*** Opening GIVEN TEXT ***

This makes me wonder why have erase background at all? If the appearance will be refreshed anyway why is it the default behavior to erase it first?
The answer to that is very simple. Let's use an example to make it obvious.
Imagine you have a window with an image (smaller than the window) you want to keep centered in the window. The crucial fact in that statement is "centered in the window", this means that every time the window is resized, the image has to move to be at the new center.
Now imagine that when the window size is changed, the background isn't erased. What will happen is that part of image where the previous center used to be will remain there (because the background isn't erased) and part of it will be overpainted with the same image in the new window center.
To avoid having part of the image left in the window when it is resized, the background is erased. For an instant, the window has nothing in it (just the background color, whatever it may be) then, after the erase, the image is painted in the new center. That two-step process, erase which leaves the background clear, followed by the painting of the image is the source of the flicker. IOW, there would be no flicker if the background had not been erased but then, if the background is not erased and no "special measures" are taken then left overs of the previous image will be visible (which is undesirable.)

*** Closing GIVEN TEXT ***
*** Opening DATASET EXCERPTS ***

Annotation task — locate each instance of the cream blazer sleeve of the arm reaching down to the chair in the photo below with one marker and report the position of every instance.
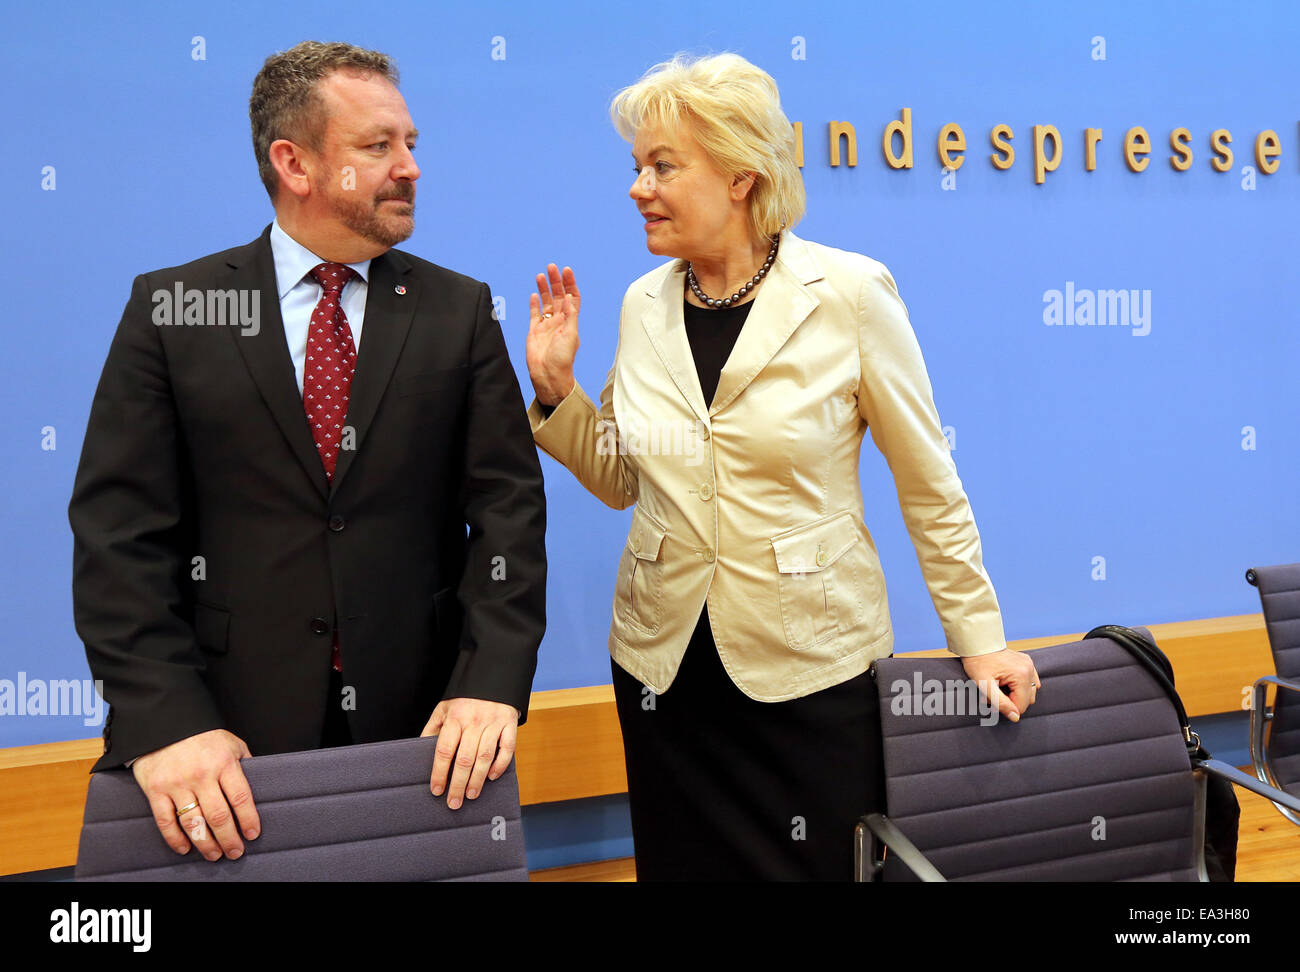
(896, 400)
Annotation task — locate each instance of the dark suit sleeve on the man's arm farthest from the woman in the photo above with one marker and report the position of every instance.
(131, 550)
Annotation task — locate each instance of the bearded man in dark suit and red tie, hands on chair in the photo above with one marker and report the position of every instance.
(309, 509)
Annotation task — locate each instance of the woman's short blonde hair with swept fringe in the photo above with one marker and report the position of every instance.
(736, 114)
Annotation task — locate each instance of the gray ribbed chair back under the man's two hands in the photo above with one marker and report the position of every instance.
(352, 814)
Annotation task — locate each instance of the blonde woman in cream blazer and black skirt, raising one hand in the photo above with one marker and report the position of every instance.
(751, 601)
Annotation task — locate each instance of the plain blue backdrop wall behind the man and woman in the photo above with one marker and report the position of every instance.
(1167, 446)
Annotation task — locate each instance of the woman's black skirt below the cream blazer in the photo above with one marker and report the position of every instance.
(723, 788)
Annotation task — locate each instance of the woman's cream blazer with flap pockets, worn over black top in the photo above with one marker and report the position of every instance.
(753, 504)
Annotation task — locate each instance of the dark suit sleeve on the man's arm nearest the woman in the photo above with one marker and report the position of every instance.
(502, 593)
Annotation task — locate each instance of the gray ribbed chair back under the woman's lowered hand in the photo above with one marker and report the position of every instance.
(1094, 783)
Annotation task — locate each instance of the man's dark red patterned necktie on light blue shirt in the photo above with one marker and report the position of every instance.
(328, 374)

*** Closing DATASET EXCERPTS ***

### WHAT IS REQUIRED
Reproduce the passage on erasing a window's background, word for word and in full, as it appears at the top of this page.

### REPLY TO THE EXERCISE
This makes me wonder why have erase background at all? If the appearance will be refreshed anyway why is it the default behavior to erase it first?
The answer to that is very simple. Let's use an example to make it obvious.
Imagine you have a window with an image (smaller than the window) you want to keep centered in the window. The crucial fact in that statement is "centered in the window", this means that every time the window is resized, the image has to move to be at the new center.
Now imagine that when the window size is changed, the background isn't erased. What will happen is that part of image where the previous center used to be will remain there (because the background isn't erased) and part of it will be overpainted with the same image in the new window center.
To avoid having part of the image left in the window when it is resized, the background is erased. For an instant, the window has nothing in it (just the background color, whatever it may be) then, after the erase, the image is painted in the new center. That two-step process, erase which leaves the background clear, followed by the painting of the image is the source of the flicker. IOW, there would be no flicker if the background had not been erased but then, if the background is not erased and no "special measures" are taken then left overs of the previous image will be visible (which is undesirable.)